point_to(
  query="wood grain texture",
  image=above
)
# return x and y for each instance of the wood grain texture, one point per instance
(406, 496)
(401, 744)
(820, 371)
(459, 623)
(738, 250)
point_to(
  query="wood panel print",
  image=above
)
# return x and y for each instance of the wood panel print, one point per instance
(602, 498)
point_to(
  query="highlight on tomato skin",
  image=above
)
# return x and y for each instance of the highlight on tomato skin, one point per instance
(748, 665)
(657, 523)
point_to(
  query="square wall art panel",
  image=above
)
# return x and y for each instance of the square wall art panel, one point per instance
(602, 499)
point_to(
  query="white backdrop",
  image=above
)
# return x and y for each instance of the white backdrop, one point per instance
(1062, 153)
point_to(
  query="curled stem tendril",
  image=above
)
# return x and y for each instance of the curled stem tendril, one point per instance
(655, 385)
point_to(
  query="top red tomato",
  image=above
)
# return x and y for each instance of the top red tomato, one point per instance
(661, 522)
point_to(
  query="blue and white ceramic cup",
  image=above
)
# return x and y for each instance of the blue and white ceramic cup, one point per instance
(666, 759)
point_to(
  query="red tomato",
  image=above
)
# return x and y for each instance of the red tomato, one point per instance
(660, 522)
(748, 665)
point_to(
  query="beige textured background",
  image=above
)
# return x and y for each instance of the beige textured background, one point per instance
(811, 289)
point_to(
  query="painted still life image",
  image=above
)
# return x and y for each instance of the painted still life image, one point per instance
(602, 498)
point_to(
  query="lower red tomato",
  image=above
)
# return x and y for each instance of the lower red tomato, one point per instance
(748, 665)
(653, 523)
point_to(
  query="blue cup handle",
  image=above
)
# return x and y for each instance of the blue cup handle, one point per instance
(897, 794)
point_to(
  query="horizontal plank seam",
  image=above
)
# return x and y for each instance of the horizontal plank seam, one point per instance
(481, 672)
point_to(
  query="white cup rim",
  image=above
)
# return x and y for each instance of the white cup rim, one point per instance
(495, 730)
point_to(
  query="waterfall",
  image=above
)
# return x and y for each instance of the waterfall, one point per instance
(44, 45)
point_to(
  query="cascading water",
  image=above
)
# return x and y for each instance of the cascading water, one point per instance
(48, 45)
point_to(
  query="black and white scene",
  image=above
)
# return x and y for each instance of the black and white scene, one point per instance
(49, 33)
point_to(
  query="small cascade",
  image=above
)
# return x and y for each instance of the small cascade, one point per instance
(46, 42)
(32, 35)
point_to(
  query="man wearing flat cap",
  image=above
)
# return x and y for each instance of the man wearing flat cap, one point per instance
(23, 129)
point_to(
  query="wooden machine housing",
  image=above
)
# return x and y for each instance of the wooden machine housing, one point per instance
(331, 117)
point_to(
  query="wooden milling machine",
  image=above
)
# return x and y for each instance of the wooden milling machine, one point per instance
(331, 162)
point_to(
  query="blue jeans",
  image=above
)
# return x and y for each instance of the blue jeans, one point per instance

• WHAT YOU WILL DO: Every entry must be output again, exactly as written above.

• COMPLETE OUTPUT:
point_to(
  query="wood grain texture",
  image=above
)
# return x and y for each instance of the wood grain texture, one point per instance
(406, 496)
(401, 744)
(820, 371)
(459, 623)
(738, 250)
point_to(
  query="wood panel print",
  image=above
)
# return x and y for each instance of the wood panel print, one point per instance
(602, 498)
point_to(
  query="highlight on tomato skin",
  image=above
)
# return x and y for each instance of the highlight on tomato skin, one point per instance
(748, 665)
(657, 523)
point_to(
  query="square wall art panel",
  image=above
)
# return x and y for each instance of the square wall art panel, one point per instance
(602, 499)
point_to(
  query="white backdrop",
  image=above
)
# return x and y for each instance of the white backdrop, one point per instance
(1062, 153)
point_to(
  query="curled stem tendril",
  image=above
)
# return x and y for each instance of the curled stem tendril, one point per instance
(655, 385)
point_to(
  query="top red tomato",
  image=above
)
# return x and y for each instance of the top red tomato, one point per instance
(661, 522)
point_to(
  query="blue and white ceramic cup",
  image=above
)
# return x and y for each instance of the blue and white ceramic cup, one point per instance
(666, 759)
point_to(
  query="red tomato",
  image=above
)
# return x and y for each instance of the red tomato, one point per instance
(660, 522)
(748, 665)
point_to(
  query="beige textured background",
  image=above
)
# return x and y for each instance of the beige textured background, one point per instance
(811, 289)
point_to(
  query="painted still life image",
  image=above
)
# return x and y for each instance of the painted still life image, one point per instance
(602, 498)
point_to(
  query="lower red tomato",
  image=above
)
# return x and y for each instance of the lower red tomato, one point per instance
(748, 665)
(653, 523)
point_to(
  query="blue cup handle",
  image=above
)
# return x and y for each instance of the blue cup handle, one point per instance
(897, 794)
point_to(
  query="horizontal plank seam",
  image=above
)
# return x and y for each instance of the horizontal plank seam, one point per instance
(481, 672)
point_to(
  query="white cup rim",
  image=above
)
# return x and y for each instance of the white cup rim, one point per instance
(495, 730)
point_to(
  query="waterfall",
  image=above
)
# return x and y for each instance of the waterfall, one point per instance
(44, 45)
point_to(
  query="cascading water",
  image=above
)
# return x and y for each instance of the cascading water, one point per instance
(48, 45)
point_to(
  query="black and white scene",
  image=above
)
# return x and y for each instance of the black and white scene, one point per instance
(49, 33)
point_to(
  query="small cascade",
  image=above
)
# return x and y for each instance of the small cascade, one point per instance
(46, 42)
(32, 35)
point_to(
  query="man wearing flat cap",
  image=above
)
# return x and y for each instance of the man wearing flat cap, one point per instance
(23, 129)
point_to(
  query="wooden machine housing",
  image=above
)
# return x and y for each instance of the wooden machine housing, one point per instance
(331, 117)
point_to(
  query="wooden milling machine",
  image=above
)
# return x and y for each instance of the wooden milling machine, one point per instance
(331, 162)
point_to(
  query="blue jeans",
  image=above
)
# return x and y for each instance of the blue jeans, one point per instance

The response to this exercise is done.